▶ **TASK**: Nothing may be dropped or altered: reproduce all the data.

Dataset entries
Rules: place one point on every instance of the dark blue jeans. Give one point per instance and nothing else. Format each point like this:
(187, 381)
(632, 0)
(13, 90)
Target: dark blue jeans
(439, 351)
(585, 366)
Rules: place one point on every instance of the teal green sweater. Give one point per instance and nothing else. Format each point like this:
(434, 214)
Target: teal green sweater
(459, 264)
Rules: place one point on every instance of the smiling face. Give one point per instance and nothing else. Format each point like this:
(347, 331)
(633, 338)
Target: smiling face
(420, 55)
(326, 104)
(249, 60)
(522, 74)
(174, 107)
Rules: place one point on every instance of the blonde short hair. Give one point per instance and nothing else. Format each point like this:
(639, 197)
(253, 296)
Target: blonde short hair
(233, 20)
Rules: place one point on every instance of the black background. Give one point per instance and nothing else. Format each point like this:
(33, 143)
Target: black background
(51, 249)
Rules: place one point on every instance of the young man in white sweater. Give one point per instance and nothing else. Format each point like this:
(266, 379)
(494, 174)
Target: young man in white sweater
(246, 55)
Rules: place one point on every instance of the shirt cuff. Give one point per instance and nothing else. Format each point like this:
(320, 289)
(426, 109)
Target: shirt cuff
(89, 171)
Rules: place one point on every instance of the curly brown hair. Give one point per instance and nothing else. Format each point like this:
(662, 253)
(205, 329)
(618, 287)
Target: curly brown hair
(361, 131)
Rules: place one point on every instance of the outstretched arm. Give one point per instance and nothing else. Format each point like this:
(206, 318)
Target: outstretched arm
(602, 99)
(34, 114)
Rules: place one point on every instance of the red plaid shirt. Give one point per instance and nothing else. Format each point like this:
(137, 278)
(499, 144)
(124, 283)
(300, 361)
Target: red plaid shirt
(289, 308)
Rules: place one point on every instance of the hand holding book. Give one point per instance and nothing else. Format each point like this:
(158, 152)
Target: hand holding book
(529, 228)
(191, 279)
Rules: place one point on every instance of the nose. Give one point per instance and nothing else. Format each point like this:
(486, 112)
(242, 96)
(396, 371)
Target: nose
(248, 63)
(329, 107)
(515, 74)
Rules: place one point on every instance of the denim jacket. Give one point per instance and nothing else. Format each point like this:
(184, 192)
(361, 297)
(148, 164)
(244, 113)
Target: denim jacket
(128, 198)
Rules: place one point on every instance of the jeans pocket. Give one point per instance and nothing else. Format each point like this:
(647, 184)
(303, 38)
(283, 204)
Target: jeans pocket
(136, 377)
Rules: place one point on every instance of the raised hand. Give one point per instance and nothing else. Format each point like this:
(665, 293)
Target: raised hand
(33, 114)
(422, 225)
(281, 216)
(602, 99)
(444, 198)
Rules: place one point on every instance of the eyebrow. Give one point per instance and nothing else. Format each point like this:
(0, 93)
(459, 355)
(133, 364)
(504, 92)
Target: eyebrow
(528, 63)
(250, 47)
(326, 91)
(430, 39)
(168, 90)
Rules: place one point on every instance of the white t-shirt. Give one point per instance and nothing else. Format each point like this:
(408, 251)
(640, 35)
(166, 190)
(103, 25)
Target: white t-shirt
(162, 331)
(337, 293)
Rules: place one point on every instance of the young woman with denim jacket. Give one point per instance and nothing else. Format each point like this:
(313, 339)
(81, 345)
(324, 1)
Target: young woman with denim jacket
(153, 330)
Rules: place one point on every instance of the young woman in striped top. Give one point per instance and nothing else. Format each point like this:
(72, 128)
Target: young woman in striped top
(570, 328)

▶ **TASK SOLUTION**:
Rules: place one point on every instance of the dark blue jeans. Give one point per instance and nothing else. Format each point like this:
(187, 381)
(632, 0)
(13, 90)
Target: dark blue jeans
(439, 351)
(585, 366)
Rules: place one point on every instance of the teal green sweater. Give one point per instance and nothing else. Format each point like this:
(434, 214)
Target: teal green sweater
(459, 264)
Rules: place one point on every instance of the smiling face. Give one point per instance and nothing else. Format each point like this:
(347, 331)
(633, 338)
Target: smiling face
(420, 55)
(326, 104)
(249, 60)
(522, 74)
(174, 107)
Rules: place one point on every instance of the blonde short hair. Give one point per instance and nothing else. Format each point like this:
(639, 197)
(253, 296)
Target: blonde short hair
(233, 20)
Rules: place one point on every instance of the black background. Give one point per instance and nothing else. Format each point like this:
(33, 143)
Target: black background
(51, 249)
Rules: place one point on every instance of the young man in white sweater. Give one point per instance and nothing else. Format each point like this:
(266, 379)
(494, 174)
Target: young man in white sweater
(246, 55)
Rules: place one point on every instance of the shirt cuff. Give one point per instance and nothing else. Format each point like this:
(320, 289)
(426, 109)
Target: shirt cuff
(89, 171)
Rules: place one point on every instance of the curly brown hair. Give one point per instance and nothing else. Format each point like this:
(662, 253)
(205, 329)
(618, 287)
Target: curly brown hair
(361, 131)
Rules: place one point on every instance of the outstretched arm. Give one point per instance and nothing else. Format each point like this:
(206, 318)
Target: outstretched arm
(602, 99)
(34, 114)
Rules: place one point on every instance of the red plaid shirt. Give one point per instance and nothing else. Format each point like this:
(137, 278)
(499, 144)
(124, 283)
(300, 361)
Target: red plaid shirt
(289, 308)
Rules: place one point on every instance of the hand holding book. Give one point per instance and nothing else. Format each point like this:
(158, 152)
Target: hand holding book
(529, 228)
(191, 279)
Rules: place one point on every instance of the nose. Give one point per instance and nothing else. Format each point like this:
(486, 112)
(242, 96)
(396, 371)
Target: nose
(248, 63)
(329, 107)
(515, 74)
Rules: place one point on every instance of the denim jacket. Give one point per instance and nothing else. Format each point like this:
(184, 192)
(361, 297)
(148, 164)
(244, 113)
Target: denim jacket
(128, 198)
Rules: place one point on every instance of the jeans pocket. Give one point per instance and nothing else. Format each point like this:
(647, 184)
(303, 38)
(283, 204)
Target: jeans pocket
(136, 377)
Rules: place one point on every instance of the raised hand. Give one point per instance and nothing else. Format each point like this:
(665, 293)
Target: raised hand
(33, 114)
(422, 225)
(281, 216)
(602, 99)
(444, 198)
Rules: place one point on every instance of the eyebrow. Give one point per instance and nothing else. Format each point like this:
(0, 93)
(459, 355)
(133, 364)
(504, 92)
Target: eyebrow
(528, 63)
(250, 47)
(326, 91)
(430, 39)
(168, 90)
Rules: place one point on every instance of the white t-shirt. Give one point per instance and nothing else. Format each point like this:
(408, 251)
(640, 35)
(166, 190)
(103, 25)
Target: white t-shirt
(162, 331)
(337, 293)
Rules: place one point on every instance of the young woman with denim jacket. Give one point per instance and nothing else. Format each point like this:
(313, 339)
(81, 345)
(324, 1)
Target: young woman with denim jacket
(153, 330)
Rules: place one point on every instance of the young woman in striped top. Give one point per instance and nothing else. Format each point like this:
(72, 128)
Target: young woman in striped top
(570, 328)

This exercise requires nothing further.